**Task:** The data below should be restated word for word, with every picture omitted.
## Begin Data for the task
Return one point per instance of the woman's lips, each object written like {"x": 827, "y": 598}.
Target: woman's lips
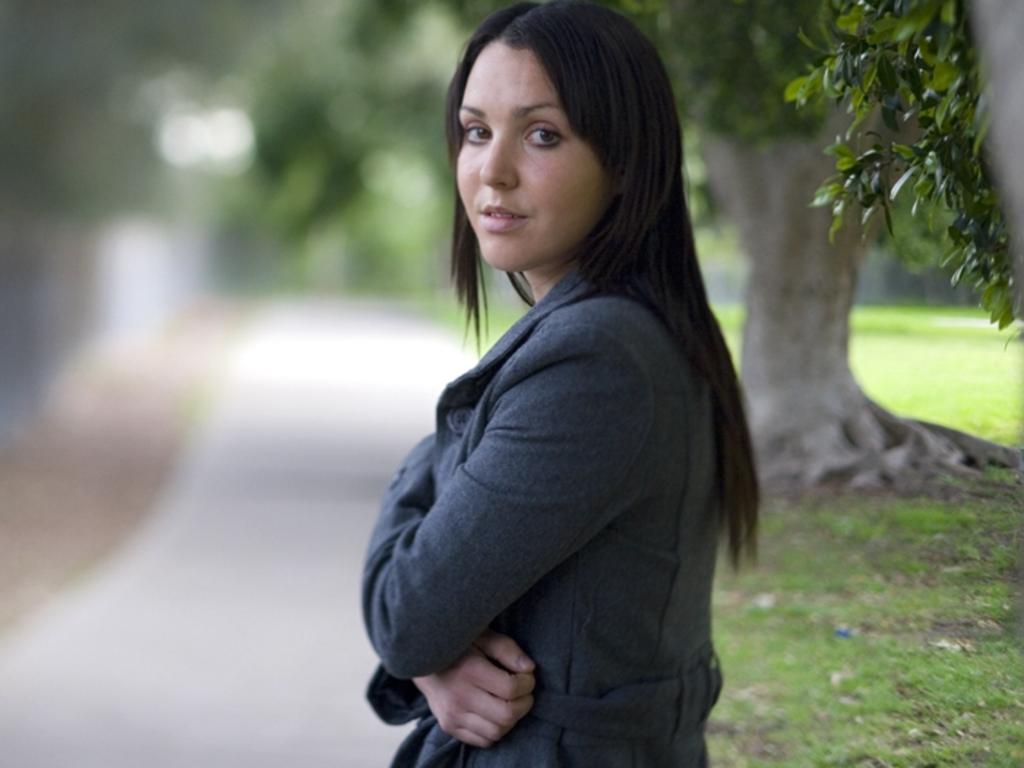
{"x": 501, "y": 220}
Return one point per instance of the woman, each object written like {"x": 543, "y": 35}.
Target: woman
{"x": 539, "y": 584}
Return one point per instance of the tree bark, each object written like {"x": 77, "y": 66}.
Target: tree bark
{"x": 812, "y": 424}
{"x": 998, "y": 29}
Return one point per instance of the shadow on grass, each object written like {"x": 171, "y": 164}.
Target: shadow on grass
{"x": 877, "y": 632}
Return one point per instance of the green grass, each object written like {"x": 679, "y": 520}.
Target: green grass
{"x": 931, "y": 672}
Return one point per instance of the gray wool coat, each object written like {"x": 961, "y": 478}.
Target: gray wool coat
## End Data for the task
**Exercise result:**
Return one point per instance of the woman's lips, each object written like {"x": 827, "y": 598}.
Target: woman's lips
{"x": 501, "y": 220}
Return one point per instance of the woman, each object written like {"x": 543, "y": 35}.
Target: woman
{"x": 539, "y": 584}
Return one point per instance of the tree bark, each object written like {"x": 77, "y": 66}.
Target: tree bark
{"x": 812, "y": 424}
{"x": 998, "y": 29}
Return one point per instance of the shadow on grass, each object written like {"x": 171, "y": 164}.
Target: shadow on grass
{"x": 877, "y": 632}
Return one point per instance of the green grass, each object written like {"x": 679, "y": 520}.
Target: green grass
{"x": 931, "y": 672}
Return one point per instance of the gray wool coat, each object written like {"x": 961, "y": 478}.
Target: gray wool coat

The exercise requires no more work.